Given task >> Return verbatim the lines from the line containing "Guideline: for every instance of the scallion" through the line containing "Target: scallion slice", including both of those lines.

Object pointing dataset rows >>
[Start]

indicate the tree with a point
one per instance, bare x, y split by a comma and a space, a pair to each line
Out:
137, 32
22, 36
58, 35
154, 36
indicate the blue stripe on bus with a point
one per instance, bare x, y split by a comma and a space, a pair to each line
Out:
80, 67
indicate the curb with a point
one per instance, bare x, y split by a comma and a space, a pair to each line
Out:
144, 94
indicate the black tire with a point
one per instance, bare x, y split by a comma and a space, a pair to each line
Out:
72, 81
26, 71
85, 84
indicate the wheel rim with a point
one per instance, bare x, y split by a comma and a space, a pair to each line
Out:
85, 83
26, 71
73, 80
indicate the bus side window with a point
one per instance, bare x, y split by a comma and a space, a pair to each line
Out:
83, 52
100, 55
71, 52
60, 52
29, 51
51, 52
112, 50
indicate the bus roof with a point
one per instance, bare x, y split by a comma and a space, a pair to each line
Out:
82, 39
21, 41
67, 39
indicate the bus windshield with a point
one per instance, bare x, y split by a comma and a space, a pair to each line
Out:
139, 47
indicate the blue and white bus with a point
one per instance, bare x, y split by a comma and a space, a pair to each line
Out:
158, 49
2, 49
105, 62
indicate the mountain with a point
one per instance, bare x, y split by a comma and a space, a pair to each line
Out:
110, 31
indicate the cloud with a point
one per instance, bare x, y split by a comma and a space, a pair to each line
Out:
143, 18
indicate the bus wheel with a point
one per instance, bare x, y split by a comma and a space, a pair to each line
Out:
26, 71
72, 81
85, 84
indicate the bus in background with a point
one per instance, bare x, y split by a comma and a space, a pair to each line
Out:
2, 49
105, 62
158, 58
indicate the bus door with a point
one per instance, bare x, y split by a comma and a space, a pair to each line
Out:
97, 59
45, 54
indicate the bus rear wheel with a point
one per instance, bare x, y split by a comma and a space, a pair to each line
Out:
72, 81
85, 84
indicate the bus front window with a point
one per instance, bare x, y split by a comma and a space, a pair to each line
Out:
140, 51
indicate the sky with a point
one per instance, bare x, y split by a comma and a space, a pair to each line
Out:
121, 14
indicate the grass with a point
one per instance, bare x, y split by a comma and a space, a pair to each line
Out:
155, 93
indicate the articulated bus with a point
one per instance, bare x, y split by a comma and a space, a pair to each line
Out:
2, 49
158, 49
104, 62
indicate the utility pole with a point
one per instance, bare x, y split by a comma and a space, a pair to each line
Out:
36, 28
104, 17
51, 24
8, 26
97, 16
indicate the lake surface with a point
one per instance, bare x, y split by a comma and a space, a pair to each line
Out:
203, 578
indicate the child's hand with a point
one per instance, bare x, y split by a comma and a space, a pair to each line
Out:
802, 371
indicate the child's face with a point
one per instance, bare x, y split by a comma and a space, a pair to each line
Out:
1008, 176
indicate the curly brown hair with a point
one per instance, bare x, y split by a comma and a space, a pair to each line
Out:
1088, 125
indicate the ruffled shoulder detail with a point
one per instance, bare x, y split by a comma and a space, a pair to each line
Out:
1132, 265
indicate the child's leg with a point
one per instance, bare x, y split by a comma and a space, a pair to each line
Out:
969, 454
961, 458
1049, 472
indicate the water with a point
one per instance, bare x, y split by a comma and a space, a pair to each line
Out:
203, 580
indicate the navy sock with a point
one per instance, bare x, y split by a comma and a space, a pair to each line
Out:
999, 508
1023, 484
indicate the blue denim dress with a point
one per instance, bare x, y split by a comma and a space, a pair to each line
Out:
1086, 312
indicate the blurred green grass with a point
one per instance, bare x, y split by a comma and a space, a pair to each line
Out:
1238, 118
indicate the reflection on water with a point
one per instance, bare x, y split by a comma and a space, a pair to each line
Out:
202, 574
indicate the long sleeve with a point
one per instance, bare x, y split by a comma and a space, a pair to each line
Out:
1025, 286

[End]
[Start]

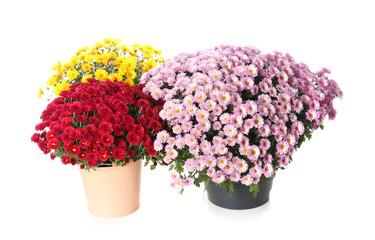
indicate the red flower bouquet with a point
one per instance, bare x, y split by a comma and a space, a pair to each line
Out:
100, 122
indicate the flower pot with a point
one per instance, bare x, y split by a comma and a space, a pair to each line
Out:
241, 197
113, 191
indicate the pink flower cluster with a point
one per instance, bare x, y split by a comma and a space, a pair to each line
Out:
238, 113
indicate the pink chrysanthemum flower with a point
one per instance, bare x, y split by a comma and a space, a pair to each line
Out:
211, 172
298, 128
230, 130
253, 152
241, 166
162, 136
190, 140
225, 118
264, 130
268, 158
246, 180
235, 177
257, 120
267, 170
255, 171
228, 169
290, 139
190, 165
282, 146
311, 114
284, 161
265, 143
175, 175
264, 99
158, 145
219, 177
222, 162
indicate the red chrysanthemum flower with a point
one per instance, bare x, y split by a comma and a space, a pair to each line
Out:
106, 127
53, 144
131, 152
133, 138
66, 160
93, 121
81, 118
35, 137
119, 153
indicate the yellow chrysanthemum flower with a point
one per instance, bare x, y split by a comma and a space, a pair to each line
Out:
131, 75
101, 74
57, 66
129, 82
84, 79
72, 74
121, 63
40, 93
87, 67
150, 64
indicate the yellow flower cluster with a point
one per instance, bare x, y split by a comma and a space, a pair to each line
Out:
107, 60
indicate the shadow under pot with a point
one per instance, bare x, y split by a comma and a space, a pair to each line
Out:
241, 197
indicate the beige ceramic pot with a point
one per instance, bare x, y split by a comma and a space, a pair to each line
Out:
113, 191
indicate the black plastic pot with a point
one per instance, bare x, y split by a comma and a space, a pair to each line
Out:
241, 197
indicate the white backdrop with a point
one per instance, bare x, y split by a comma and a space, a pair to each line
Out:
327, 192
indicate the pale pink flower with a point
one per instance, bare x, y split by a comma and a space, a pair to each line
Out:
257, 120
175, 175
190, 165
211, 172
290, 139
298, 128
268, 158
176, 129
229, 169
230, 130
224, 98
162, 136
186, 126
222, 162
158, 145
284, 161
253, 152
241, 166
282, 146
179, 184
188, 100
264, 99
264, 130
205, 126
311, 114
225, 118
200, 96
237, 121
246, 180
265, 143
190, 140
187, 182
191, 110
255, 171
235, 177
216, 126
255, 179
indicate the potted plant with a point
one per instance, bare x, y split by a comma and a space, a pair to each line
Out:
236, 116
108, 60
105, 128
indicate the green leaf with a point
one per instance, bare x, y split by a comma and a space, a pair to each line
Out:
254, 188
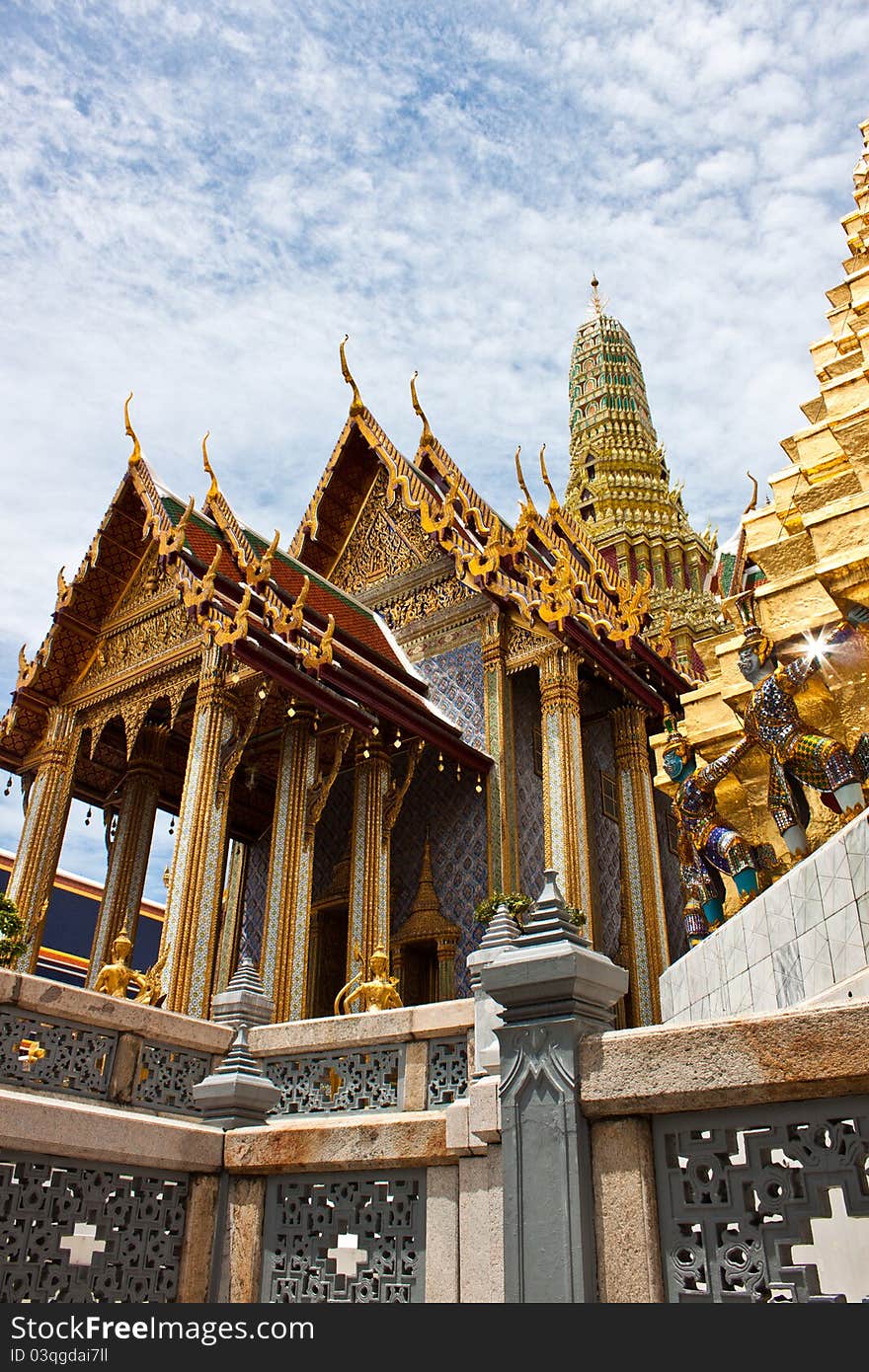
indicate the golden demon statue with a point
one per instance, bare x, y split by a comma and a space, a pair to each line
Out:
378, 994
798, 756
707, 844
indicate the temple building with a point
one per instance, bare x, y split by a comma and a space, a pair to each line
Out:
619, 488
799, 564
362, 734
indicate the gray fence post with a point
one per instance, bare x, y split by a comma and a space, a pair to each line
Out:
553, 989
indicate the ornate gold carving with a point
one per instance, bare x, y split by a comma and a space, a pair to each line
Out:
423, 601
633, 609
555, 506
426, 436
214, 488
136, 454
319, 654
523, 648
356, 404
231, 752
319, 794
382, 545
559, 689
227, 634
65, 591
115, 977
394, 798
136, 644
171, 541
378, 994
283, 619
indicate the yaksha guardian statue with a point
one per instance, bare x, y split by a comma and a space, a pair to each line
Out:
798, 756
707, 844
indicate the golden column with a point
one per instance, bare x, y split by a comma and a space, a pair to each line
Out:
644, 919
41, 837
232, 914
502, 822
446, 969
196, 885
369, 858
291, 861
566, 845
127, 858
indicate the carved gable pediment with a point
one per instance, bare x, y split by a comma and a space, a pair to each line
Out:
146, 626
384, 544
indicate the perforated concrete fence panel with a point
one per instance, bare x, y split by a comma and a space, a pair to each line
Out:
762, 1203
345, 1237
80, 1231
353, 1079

[End]
[Start]

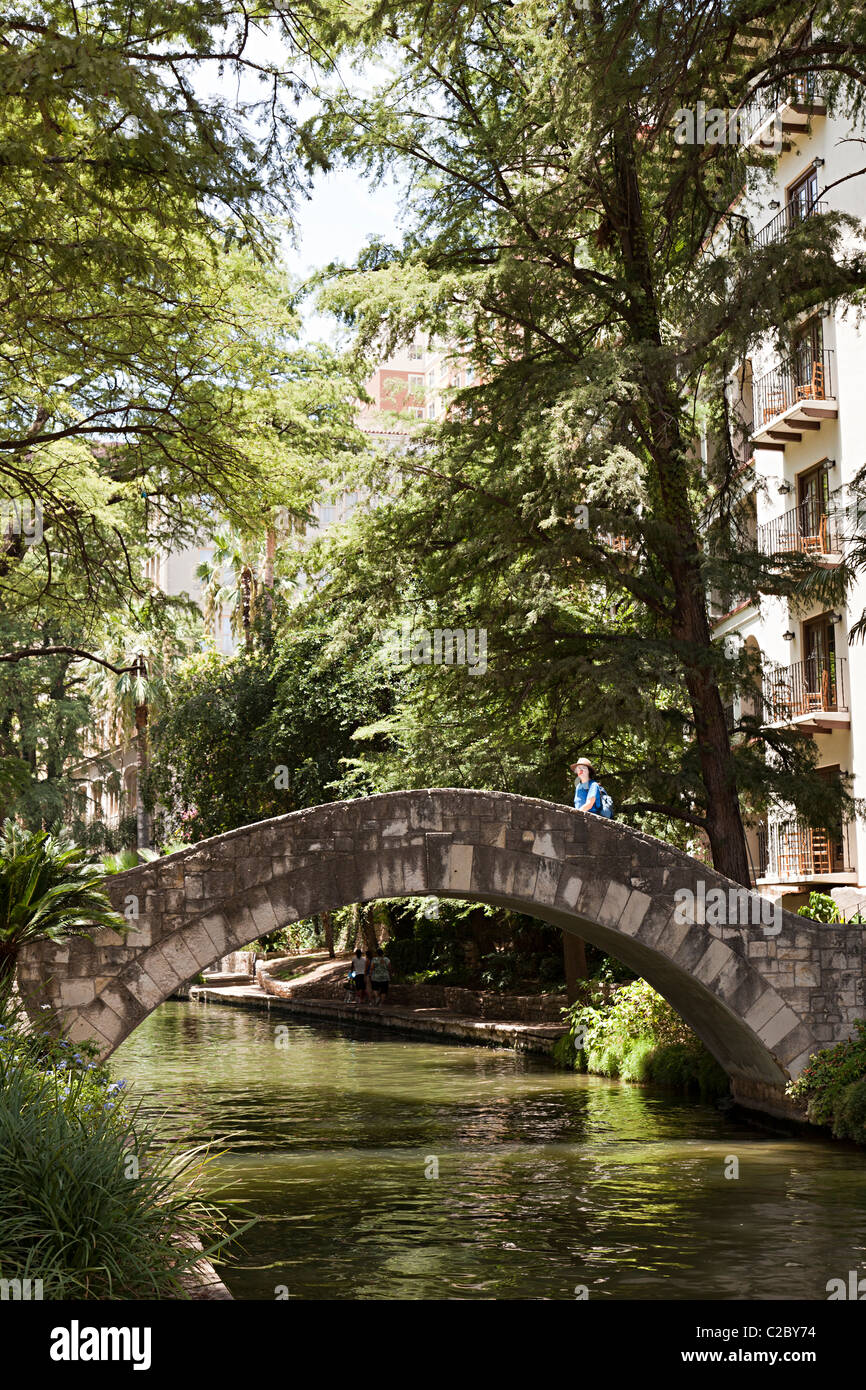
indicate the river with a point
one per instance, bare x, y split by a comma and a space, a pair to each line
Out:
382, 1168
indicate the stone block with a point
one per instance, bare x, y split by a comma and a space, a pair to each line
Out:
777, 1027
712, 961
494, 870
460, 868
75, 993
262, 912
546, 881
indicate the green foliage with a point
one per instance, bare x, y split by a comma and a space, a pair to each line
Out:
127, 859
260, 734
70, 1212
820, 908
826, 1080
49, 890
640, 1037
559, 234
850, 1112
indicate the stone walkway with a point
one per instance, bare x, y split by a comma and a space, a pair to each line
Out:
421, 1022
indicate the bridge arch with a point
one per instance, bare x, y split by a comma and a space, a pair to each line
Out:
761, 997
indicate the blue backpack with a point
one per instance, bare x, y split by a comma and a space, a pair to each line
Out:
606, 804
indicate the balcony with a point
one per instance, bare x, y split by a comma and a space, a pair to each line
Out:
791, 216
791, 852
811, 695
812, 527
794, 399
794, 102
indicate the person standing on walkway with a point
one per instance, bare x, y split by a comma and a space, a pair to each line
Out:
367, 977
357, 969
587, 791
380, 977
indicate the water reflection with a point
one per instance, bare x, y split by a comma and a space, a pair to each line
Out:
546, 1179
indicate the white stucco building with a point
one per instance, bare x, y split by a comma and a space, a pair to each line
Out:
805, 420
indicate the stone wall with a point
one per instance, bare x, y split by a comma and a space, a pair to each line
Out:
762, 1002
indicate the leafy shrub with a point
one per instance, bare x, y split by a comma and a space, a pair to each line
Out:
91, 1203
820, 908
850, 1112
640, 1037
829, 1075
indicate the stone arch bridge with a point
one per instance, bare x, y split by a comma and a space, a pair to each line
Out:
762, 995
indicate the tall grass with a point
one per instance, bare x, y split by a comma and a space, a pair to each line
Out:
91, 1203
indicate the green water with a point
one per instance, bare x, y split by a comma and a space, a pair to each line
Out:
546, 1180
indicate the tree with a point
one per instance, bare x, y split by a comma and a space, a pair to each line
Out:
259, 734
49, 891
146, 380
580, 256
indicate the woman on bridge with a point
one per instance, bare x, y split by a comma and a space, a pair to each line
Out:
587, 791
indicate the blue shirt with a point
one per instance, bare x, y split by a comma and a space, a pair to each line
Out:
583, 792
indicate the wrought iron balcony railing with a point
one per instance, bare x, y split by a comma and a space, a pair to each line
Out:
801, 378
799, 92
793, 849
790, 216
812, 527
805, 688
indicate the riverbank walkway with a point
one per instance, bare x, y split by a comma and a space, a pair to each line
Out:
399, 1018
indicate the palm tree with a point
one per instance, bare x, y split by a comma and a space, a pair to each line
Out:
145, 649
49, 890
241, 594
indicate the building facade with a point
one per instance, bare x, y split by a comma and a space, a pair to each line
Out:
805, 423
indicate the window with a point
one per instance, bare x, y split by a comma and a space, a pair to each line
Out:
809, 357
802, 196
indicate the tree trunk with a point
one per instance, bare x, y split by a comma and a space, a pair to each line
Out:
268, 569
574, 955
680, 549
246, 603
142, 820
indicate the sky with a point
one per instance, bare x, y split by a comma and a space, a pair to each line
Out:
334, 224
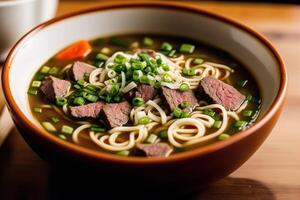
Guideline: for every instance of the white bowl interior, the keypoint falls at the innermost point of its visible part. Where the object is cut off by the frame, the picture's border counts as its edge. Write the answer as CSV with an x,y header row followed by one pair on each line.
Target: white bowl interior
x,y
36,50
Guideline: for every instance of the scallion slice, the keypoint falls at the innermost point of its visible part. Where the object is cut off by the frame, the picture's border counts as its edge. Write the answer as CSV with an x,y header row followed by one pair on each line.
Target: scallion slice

[End]

The solution >>
Guideline: for every instance of the scallion slice, the keypoint falls at the innermost point of its visible part. Where the object is cut off by the frame, the picture's border counts as its edge. Write the answer as CSV with an x,y header row followed by one pair on each line.
Target: scallion slice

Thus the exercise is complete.